- Requirements
Transcribe word for word the lines spanning the line with "the form (168,93)." through the end of the records.

- Information supplied
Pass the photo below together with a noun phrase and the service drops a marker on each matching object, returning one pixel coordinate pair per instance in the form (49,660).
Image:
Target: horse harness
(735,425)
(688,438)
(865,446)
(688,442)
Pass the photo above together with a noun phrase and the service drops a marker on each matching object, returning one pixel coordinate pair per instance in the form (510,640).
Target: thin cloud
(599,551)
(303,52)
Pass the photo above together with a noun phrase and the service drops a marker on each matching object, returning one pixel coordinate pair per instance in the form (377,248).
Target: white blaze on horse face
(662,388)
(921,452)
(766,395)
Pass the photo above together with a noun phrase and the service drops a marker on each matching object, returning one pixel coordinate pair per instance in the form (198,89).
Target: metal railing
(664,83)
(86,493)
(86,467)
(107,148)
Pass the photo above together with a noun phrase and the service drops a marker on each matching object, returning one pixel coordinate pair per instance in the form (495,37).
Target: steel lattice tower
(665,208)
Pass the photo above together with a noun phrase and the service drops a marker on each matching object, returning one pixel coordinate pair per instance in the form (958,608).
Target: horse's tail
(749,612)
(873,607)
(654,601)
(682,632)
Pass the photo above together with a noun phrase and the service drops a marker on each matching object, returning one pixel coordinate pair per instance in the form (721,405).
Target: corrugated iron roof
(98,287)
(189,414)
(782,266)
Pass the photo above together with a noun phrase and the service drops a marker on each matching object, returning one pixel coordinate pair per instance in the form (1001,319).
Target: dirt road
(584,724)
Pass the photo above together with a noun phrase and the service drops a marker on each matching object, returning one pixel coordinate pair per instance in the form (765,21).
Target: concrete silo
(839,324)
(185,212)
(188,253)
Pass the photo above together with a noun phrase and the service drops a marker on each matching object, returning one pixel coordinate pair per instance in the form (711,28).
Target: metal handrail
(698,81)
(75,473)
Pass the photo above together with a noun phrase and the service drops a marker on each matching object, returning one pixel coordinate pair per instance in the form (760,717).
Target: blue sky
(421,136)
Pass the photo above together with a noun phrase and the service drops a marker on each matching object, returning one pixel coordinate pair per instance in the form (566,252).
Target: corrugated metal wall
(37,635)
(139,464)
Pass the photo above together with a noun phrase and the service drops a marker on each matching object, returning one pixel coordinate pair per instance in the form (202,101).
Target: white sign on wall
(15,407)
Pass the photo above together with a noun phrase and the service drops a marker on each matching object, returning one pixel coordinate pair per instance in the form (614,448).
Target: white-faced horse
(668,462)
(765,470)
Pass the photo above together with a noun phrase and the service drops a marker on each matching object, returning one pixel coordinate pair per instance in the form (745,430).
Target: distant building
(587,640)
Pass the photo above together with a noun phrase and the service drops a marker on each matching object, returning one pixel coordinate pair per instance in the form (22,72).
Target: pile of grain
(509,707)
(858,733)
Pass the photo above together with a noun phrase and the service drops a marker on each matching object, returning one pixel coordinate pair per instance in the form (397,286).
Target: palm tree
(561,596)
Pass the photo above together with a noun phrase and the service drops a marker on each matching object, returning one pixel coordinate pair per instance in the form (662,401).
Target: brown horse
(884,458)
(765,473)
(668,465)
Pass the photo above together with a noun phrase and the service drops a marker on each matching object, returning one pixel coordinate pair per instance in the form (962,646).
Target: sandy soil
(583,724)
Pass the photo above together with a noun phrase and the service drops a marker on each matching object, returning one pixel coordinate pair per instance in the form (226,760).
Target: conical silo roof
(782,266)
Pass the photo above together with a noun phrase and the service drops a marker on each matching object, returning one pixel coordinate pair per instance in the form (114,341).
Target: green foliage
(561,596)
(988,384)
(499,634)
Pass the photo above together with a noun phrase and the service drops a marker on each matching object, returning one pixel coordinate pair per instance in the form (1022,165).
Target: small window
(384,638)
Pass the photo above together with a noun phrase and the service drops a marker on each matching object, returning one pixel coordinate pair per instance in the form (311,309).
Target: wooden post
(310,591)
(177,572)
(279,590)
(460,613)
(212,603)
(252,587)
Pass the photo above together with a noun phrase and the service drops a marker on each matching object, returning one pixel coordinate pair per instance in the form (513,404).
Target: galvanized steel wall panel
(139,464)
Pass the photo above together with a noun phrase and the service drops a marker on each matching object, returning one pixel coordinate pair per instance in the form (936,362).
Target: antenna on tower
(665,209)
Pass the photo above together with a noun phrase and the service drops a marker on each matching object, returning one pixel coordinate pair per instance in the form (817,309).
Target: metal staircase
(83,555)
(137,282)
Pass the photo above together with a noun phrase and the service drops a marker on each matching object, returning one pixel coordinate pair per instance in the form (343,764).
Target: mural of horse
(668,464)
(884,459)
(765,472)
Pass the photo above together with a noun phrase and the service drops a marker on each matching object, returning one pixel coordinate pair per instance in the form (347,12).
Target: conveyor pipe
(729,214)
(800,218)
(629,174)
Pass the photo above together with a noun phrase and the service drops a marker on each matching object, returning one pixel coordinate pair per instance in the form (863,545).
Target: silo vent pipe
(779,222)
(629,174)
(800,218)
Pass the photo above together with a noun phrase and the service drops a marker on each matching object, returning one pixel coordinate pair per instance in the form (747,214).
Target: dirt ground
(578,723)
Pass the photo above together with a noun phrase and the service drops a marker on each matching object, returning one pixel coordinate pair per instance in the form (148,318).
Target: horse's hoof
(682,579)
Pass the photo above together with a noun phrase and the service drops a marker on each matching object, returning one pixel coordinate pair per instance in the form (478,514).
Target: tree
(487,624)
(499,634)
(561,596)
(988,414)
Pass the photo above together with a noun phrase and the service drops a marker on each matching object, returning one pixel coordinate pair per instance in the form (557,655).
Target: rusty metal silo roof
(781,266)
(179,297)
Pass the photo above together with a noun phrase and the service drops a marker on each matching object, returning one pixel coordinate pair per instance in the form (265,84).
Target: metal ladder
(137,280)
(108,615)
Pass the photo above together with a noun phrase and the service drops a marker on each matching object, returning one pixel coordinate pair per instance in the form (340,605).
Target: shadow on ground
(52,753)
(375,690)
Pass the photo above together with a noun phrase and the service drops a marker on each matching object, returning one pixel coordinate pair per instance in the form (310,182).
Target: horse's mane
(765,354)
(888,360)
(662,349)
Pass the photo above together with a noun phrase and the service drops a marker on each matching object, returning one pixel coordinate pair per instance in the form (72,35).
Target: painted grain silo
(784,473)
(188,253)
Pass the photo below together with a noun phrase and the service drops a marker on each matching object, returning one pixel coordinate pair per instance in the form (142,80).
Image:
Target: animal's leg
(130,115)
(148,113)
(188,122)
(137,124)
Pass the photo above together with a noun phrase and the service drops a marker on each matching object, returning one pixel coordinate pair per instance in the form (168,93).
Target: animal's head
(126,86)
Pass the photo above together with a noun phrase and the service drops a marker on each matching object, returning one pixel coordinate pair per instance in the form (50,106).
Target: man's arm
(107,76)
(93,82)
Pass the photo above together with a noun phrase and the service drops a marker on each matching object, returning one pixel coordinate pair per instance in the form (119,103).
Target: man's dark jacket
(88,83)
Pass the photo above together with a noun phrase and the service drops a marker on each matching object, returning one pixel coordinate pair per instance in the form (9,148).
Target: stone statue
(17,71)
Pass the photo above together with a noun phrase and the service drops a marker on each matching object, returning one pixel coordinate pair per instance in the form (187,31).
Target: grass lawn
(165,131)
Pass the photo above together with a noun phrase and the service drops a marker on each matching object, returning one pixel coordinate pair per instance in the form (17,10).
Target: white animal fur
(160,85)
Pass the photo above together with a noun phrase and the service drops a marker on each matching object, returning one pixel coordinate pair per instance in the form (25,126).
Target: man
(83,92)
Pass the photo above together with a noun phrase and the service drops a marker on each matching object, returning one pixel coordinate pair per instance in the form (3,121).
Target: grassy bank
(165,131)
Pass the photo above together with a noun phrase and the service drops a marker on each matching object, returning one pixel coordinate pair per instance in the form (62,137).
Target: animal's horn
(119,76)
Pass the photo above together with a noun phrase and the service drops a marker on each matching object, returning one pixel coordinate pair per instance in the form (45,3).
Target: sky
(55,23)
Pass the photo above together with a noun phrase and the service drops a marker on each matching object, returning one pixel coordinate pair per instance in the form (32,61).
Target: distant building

- Reply
Pass the photo above together with a noun phrase and the service drops a marker on each matching object, returning one pixel coordinate pair per instance in the form (168,93).
Target: animal's head
(126,86)
Pass the photo above together with a noun phrase and the service drops a marker on each matching object, returning one pixel coordinate pair per instance in the form (50,106).
Target: man's arm
(107,76)
(93,82)
Pass the photo above together with a noun phrase and the service drops a marker on each matching object, returning one pixel coordinate pair per instance in the form (119,103).
Target: man's dark jacket
(88,83)
Pass the photo above together with a noun phrase and the service drops a marker on each matching object, returning one pixel coordinate pair per instance in the form (9,148).
Target: stone statue
(17,71)
Pass the photo above together with a noun phrase and the service drops a marker on each matching object, returning one pixel coordinate pair per instance in the form (187,31).
Target: grass lawn
(165,131)
Pass the photo above together with a noun phrase and the service drops a marker on each matching object, returning one pixel coordinate pair per instance in the form (17,10).
Target: white animal fur
(160,85)
Pass the photo above together with a noun phrase and the service drops a marker on each matching object, returning one pixel coordinate pair per instance in the form (25,126).
Target: man
(83,92)
Pass the photo above together with a noun phrase and the service drops a marker on each matching object, returning one pixel coordinate pair per instance in the form (3,121).
Target: grassy bank
(165,131)
Pass the photo above together with a noun phrase and the service drops a marker on each matching object, returning one pixel coordinate pair per instance in the form (62,137).
Target: animal's horn
(119,76)
Pass the photo above together with a noun phrase and the service drops a marker on each matching object, returning one pixel coordinate pair per instance in the form (45,3).
Target: sky
(55,23)
Pass the photo above together with a noun phrase and the service drops a marker on each matching object, returning one pixel coordinate pair per instance in the form (32,61).
Target: distant building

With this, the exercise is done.